### What is needed
Transcribe the passage of the Espresso post from "O2 = (B0&!B1&!B2&B3)" to "expressions I want?" word for word.

### Text
/---

R – Algorithms for optimizing conjunctive normal form expressions for particular instruction sets

algorithmboolean-logicconjunctive-normal-formoptimization

I'm using Espresso logic minimizer to produce a minimized form of a set of boolean equations. However rather than generating logic for a programmable array logic (which is what Espresso is normally used for), I am looking to implement these on a standard microprocessor. The trouble is that Espresso produces output in conjunctive normal form, which is perfect for a PAL but non-optimal for an x86 or PPC.

For instance, Espresso ignores XOR entirely – in the below Espresso output, the subexpression (!B0&!B1&B2&!B3) | (!B0&!B1&!B2&B3) is equivalent to (!B0&!B1&(B2^B3)). This substitution does increase the gate depth / critical path of the expression, but given that I'm looking at expressions with a sufficient number of terms to completely saturate the execution resources of any CPU around it seems reasonable to trade off some gate depth for reducing the overall # of instructions. I'd also like to extend it to understand how to use instructions like ANDC or NOR which are available on some processors of interest to me.

Example of the CNF expressions I'm looking at:

O0 = (B0&!B1&!B2&B3) | (!B0&B1&B2&B3) | (!B0&!B1&B2&B3) | (B1&!B3) | (!B0 &!B2&!B3);

O1 = (B0&B1&!B2&B3) | (B0&!B1&B2&!B3) | (B0&B1&B2&!B3) | (!B0&!B1&B2&!B3) | (!B0&!B1&!B2&B3) | (!B0&!B1&B2&B3) | (!B0&!B2&!B3);

O2 = (B0&!B1&!B2&B3) | (B0&!B1&B2&!B3) | (B0&B1&B2&B3) | (!B0&B1&!B3) | (!B0&!B2&B3) | (!B0&!B1&B2&B3);

O3 = (!B0&B1&!B2&!B3) | (B0&B1&B2&B3) | (!B0&B1&B2&B3) | (B0&B1&B2&!B3) | (B0&!B1&!B2) | (!B0&!B1&B2&!B3) | (!B0&!B1&!B2&B3);

So, to make this an actual question; in order of preference:

Do you know of an option or extension of Espresso that will produce the kind of expressions I want?

\---

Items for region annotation
/---

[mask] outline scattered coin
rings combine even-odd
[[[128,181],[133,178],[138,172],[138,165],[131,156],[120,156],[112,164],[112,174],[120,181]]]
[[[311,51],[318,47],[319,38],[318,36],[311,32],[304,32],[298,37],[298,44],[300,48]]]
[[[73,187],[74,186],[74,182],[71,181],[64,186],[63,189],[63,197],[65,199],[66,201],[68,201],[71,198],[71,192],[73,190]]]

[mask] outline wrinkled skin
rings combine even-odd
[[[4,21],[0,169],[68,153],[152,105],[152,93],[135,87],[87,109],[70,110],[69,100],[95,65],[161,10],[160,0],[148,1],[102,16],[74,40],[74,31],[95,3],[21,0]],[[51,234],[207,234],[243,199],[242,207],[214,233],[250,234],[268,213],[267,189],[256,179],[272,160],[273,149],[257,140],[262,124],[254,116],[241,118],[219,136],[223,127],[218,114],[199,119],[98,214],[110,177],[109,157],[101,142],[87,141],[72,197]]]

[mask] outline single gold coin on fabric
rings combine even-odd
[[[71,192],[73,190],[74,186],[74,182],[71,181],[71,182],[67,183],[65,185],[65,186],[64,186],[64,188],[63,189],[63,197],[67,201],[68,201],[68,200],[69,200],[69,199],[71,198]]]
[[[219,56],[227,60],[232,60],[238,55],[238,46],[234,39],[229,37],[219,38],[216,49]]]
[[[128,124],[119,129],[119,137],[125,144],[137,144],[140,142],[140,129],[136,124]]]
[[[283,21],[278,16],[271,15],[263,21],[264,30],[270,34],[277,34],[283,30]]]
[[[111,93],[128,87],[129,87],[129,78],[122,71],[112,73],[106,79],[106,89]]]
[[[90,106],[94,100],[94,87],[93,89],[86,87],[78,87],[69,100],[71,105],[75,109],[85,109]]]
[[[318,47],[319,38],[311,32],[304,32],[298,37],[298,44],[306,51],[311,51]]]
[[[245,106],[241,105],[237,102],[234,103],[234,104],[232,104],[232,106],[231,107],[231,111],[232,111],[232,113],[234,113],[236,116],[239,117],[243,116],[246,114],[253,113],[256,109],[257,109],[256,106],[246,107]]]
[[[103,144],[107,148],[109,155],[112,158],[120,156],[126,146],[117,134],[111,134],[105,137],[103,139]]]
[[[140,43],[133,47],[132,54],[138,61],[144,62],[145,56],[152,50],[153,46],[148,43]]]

\---

### Written solution
O2 = (B0&!B1&!B2&B3) | (B0&!B1&B2&!B3) | (B0&B1&B2&B3) | (!B0&B1&!B3) | (!B0&!B2&B3) | (!B0&!B1&B2&B3);

O3 = (!B0&B1&!B2&!B3) | (B0&B1&B2&B3) | (!B0&B1&B2&B3) | (B0&B1&B2&!B3) | (B0&!B1&!B2) | (!B0&!B1&B2&!B3) | (!B0&!B1&!B2&B3);

So, to make this an actual question; in order of preference:

Do you know of an option or extension of Espresso that will produce the kind of expressions I want?